===== Records to use =====

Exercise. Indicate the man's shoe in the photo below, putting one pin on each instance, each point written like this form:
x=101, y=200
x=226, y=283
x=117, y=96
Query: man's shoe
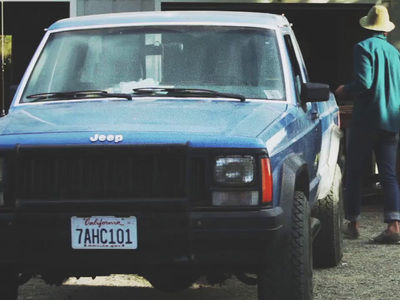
x=386, y=238
x=351, y=233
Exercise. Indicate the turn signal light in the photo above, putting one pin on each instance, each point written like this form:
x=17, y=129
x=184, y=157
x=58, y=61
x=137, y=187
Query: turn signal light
x=267, y=183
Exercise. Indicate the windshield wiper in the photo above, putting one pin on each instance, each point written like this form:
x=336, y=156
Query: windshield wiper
x=76, y=95
x=184, y=92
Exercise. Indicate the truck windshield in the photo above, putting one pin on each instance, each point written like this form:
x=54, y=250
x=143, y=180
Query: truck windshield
x=235, y=60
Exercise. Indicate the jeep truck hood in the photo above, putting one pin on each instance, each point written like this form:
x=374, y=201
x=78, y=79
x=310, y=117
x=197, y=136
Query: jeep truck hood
x=183, y=117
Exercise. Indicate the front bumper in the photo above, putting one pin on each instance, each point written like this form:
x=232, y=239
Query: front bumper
x=38, y=242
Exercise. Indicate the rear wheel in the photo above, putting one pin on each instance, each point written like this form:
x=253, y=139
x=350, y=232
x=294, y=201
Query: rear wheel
x=291, y=275
x=328, y=245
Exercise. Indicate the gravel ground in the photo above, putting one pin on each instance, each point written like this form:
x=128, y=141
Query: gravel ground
x=367, y=271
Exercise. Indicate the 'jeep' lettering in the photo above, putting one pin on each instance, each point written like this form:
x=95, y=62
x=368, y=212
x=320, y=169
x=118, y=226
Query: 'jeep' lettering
x=109, y=138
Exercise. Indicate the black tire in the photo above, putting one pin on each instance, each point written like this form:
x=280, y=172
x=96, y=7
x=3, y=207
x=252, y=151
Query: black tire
x=8, y=286
x=328, y=245
x=291, y=276
x=172, y=282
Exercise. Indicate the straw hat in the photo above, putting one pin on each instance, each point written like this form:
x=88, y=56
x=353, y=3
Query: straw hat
x=377, y=19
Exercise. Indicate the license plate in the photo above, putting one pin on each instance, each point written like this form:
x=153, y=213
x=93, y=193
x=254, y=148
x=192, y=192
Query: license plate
x=103, y=232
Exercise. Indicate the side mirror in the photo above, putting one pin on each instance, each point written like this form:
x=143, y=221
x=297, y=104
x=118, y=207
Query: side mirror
x=314, y=92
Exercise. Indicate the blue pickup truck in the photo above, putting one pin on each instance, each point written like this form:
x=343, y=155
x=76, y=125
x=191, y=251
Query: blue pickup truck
x=173, y=145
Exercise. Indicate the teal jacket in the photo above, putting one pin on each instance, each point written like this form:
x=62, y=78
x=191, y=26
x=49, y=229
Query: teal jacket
x=376, y=85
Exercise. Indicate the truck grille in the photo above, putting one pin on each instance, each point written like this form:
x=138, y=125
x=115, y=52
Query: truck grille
x=104, y=172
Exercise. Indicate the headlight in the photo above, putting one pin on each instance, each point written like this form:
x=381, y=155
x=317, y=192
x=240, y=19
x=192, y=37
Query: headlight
x=234, y=170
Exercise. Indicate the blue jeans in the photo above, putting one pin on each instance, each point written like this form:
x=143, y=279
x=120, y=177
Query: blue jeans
x=361, y=144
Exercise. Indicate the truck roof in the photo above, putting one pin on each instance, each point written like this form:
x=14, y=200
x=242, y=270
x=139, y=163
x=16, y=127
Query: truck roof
x=222, y=18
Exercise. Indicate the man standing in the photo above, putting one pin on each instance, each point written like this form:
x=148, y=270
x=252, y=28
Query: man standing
x=375, y=123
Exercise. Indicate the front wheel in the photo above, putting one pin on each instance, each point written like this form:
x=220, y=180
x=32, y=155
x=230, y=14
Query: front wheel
x=291, y=274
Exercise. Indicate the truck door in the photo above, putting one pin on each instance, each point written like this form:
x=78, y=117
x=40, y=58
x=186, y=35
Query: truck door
x=307, y=124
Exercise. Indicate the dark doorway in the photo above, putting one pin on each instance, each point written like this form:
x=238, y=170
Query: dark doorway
x=24, y=25
x=326, y=32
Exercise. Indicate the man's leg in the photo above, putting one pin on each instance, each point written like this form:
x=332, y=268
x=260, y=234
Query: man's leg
x=358, y=151
x=386, y=157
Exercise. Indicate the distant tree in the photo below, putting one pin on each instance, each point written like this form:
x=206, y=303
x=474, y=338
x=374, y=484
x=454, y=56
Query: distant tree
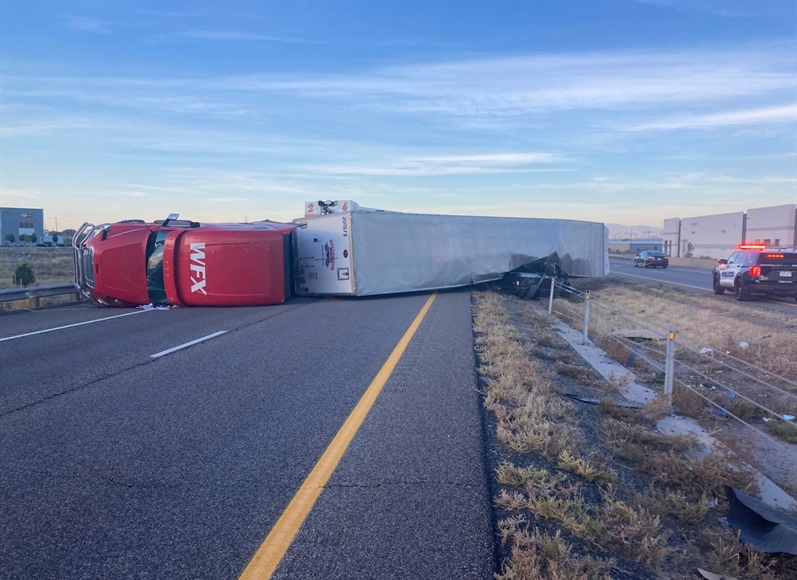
x=24, y=276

=====

The request: Rewrite the records above as a JSON list of strings, one string per line and blank lines omitted, starting with the line containing "Exercise. Indicate the truck grille" and going on through the line containing "x=361, y=144".

Finished task:
[
  "Exercise. Indicate the truck grille in the photo above, putting one pin on each instance, each point written like this form:",
  "x=138, y=125",
  "x=115, y=52",
  "Query: truck grille",
  "x=104, y=172",
  "Exercise. Indicate the headlight in the photo above, putting one pin on each instance, each point written like this form:",
  "x=381, y=155",
  "x=317, y=192",
  "x=240, y=19",
  "x=192, y=37",
  "Query: headlight",
  "x=234, y=170",
  "Exercise. Indicate the blue jeans in the photo above, putting one pin on each instance, each point written like this form:",
  "x=143, y=279",
  "x=120, y=177",
  "Query: blue jeans",
  "x=361, y=144"
]